# [Records]
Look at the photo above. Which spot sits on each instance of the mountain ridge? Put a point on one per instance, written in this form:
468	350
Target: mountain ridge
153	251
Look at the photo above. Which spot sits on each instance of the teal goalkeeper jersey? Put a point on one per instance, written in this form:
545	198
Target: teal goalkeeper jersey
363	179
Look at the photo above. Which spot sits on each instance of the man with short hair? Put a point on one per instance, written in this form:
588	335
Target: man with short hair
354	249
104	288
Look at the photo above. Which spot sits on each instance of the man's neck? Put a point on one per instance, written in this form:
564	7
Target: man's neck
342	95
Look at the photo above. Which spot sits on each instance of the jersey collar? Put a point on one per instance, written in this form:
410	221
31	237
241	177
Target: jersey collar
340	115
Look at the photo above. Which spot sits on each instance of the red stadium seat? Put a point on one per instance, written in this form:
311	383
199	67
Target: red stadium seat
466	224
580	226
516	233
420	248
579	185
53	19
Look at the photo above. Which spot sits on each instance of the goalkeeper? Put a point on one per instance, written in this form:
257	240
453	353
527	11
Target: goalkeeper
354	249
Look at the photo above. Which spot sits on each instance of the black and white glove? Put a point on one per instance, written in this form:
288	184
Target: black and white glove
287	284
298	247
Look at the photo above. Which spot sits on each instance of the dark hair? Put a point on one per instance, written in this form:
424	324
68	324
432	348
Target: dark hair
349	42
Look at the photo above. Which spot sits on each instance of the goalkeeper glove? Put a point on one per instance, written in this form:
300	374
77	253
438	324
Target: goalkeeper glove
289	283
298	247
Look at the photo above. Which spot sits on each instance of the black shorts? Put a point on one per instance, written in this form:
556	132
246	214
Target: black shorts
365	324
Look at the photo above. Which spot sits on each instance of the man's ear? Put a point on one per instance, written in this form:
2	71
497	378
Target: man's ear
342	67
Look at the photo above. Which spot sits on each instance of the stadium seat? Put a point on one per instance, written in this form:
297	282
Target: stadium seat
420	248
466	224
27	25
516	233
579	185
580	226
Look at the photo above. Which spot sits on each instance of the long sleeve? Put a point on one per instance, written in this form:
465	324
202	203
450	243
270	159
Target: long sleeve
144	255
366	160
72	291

# [Brief]
Restate the records word for word, leaving nothing out.

# [Output of the task]
Look at the photo above. Which spot sits on each instance of the mountain ridge? Put a point on one per instance, written in this form:
468	350
Target: mountain ridge
153	251
Look at the photo above. Which spot sits on each instance of the teal goalkeeper jersey? Put a point on one per instance, written in this form:
545	198
Target: teal goalkeeper jersey
363	179
Look at the photo above. Which spot sits on each instance of the man with short hair? Put a point on one per instance, written in this form:
588	335
Target: man with short hair
354	249
104	288
Look at the photo above. Which spot sits on each instance of the man's neck? Put a point on one per instance, written in this form:
564	7
Target: man's neck
342	95
Look at the photo above. Which spot sits on each instance of the jersey collar? Put a point on one per instance, written in this form:
410	221
31	237
241	177
Target: jersey collar
340	115
Look at the photo above. Which spot sits on each instance of the red stadium seat? Put a point on one per instance, written in this form:
311	383
199	67
Target: red stadium seat
466	224
580	226
516	233
420	248
579	185
53	19
Look at the photo above. Which spot sits on each instance of the goalkeeper? Put a point on one per instance, written in this form:
257	240
453	353
527	11
Target: goalkeeper
354	249
Look at the photo above. Which spot sits on each instance of the black and white glove? Put a point on one per instance, written in this form:
288	184
Target: black and white glove
287	284
298	247
Look at the photo above. Which spot sits on each instance of the dark hair? Put a point on one per instance, written in this form:
424	324
68	324
432	348
Target: dark hair
349	42
Look at the photo above. Which spot sits on each instance of the goalkeeper glove? Put a point on one per instance, written in this form:
300	374
77	253
438	324
Target: goalkeeper glove
289	283
298	247
Look at the photo above. Which spot sits on each instance of the black shorts? Put a point on one per instance, written in this form:
556	132
246	214
Target: black shorts
365	324
Look at the photo above. Which spot sits on each instance of the man's ear? Put a point on one per instance, written in this form:
2	71
497	378
Target: man's ear
342	67
Look at the photo above. Which spot sits on each instance of the stadium seat? Put a point on one per instance, written in this form:
297	282
Target: stadium seat
420	248
466	224
27	25
516	233
579	185
580	226
Look at the photo above. Which spot sits on each instance of the long sleeve? Put a point on one per instance, written in this form:
465	324
202	203
450	243
270	159
Target: long sleeve
144	255
366	160
72	291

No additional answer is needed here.